DIRECTIONS -
[1] In the forum thread on Word 2007 margins, which version of Word does WaterSprite say they are using?
[2] Reproduce the part of the forum thread on Word 2007 margins from "# How do I show" to "margins??? Help appreciated.".
[3] Summarize the forum thread on Word 2007 margins in two sentences.

SELECTED EXTRACT -

# How do I show margins on Word 2007?



## television

I am unable to see margins on a Microsoft word 2007 document. I can only see a blue backround. How do you view margins??? Help appreciated.


----------



## glowinthedar

*Re: How doI show margins on Word 2007??*


Directly from help... 



> 1. On the *Page Layout* tab, in the *Page Setup* group, click *Margins*.
> 2. Click the margin type that you want. For the most common margin width, click *Normal*.
> 3. When you click the margin type that you want, your entire document automatically changes to the margin type that you have selected.
> 4. You can also specify your own margin settings. Click *Margins*, click *Custom Margins*, and then in the *Top*, *Bottom*, *Left*, and *Right* boxes, enter new values for the margins


.


----------



## WaterSprite

And to see the margins on the page itself, go to view/page layout and you can drag the margins directly from there too

Sprite


----------



## television

*Re: How doI show margins on Word 2007??*



glowinthedar said:


> Directly from help...




 I know how to custom margins. I want to see the actual margins along the side and top of the page.


----------



## WaterSprite

Then my instructions are what you want, although the other response was equally relevant to your original post.

Sprite


----------



## television

WaterSprite said:


> Then my instructions are what you want, although the other response was equally relevant to your original post.
> Sprite


 
Can you break down your instructions a little. I cannot follow them. I would really appreciate it as this is driving me insane.


----------



## WaterSprite

Am assuming you don't have Vista...

When you have a word doc open, go to the view menu and in the drop down menu from there, go to the page layout option (there will also be normal/online layout and other such options).  When you do that, the margins will appear at the top and side of the doc and you can move them by dragging them whichever way you want.

Am using MS word for Mac, but from using all manner of different versions previously, I believe this menu is the same.  Let me know if this doesn't work and, if it doesn't, let me know what options you have under the "View" menu.

sprite


----------



## television

WaterSprite said:


> Am assuming you don't have Vista...
> 
> When you have a word doc open, go to the view menu and in the drop down menu from there, go to the page layout option (there will also be normal/online layout and other such options). When you do that, the margins will appear at the top and side of the doc and you can move them by dragging them whichever way you want.

ENTRIES SUPPLIED -

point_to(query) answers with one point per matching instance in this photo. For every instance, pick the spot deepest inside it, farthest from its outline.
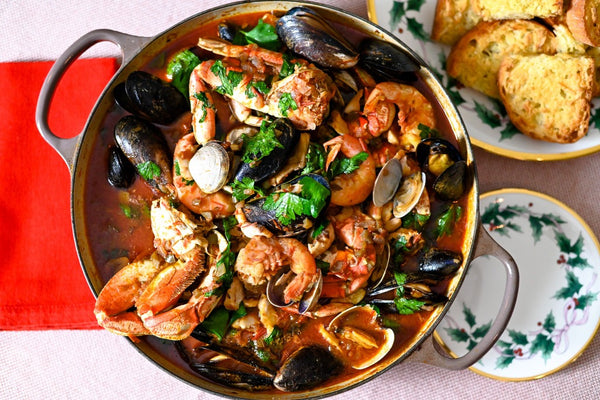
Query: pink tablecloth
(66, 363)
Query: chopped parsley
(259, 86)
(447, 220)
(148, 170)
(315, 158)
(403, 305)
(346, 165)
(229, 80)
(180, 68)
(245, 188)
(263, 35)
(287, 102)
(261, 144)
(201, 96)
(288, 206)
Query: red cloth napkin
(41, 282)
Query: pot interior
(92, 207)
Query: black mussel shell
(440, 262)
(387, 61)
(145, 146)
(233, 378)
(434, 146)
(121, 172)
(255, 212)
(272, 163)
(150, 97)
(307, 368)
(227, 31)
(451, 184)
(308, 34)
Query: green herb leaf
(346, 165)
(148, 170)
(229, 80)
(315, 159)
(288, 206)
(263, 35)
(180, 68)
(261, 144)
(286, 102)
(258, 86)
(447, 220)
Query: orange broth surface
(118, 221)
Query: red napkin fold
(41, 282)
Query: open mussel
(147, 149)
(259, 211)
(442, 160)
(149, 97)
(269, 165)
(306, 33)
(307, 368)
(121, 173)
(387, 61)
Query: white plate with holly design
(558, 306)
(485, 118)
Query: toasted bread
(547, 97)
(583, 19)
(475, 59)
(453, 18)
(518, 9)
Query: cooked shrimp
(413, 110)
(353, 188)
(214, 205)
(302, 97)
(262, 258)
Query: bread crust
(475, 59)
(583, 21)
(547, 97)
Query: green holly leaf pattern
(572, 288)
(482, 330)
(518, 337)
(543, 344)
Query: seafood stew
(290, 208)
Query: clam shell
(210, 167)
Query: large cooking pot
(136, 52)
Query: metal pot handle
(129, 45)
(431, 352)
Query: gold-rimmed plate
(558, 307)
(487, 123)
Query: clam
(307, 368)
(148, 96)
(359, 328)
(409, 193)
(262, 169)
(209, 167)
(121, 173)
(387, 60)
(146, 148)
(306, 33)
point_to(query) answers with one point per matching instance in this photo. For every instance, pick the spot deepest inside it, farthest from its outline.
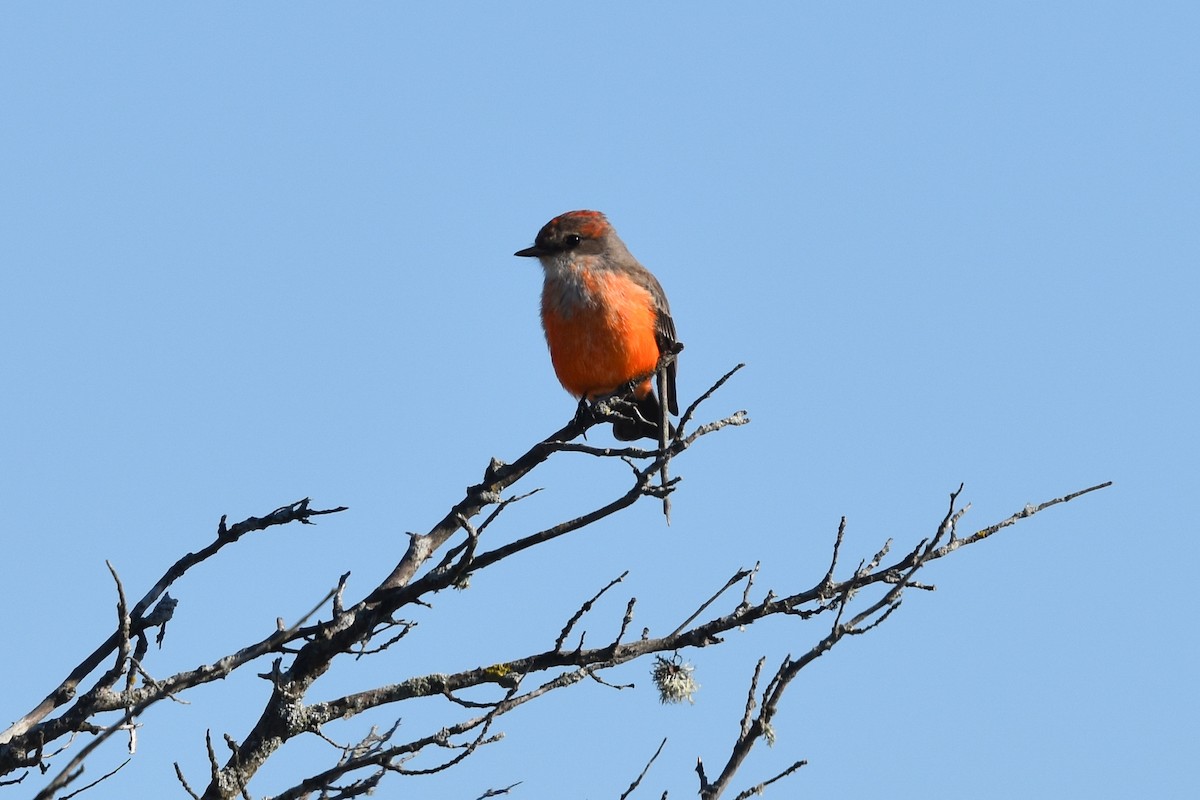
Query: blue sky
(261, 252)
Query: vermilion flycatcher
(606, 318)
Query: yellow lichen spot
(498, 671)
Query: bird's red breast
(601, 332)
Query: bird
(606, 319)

ANSWERS TO THE EXERCISE -
[1] MS Word for Mac.

[2]
# How do I show margins on Word 2007?



## television

I am unable to see margins on a Microsoft word 2007 document. I can only see a blue backround. How do you view margins??? Help appreciated.

[3] A user asks how to view margins in a Word 2007 document, and one reply quotes help instructions for setting margins through the Margins option on the Page Layout tab. The user clarifies that the goal is to see the margins along the page, and another reply explains choosing the page layout option from the View menu so the margins appear at the top and side and can be dragged.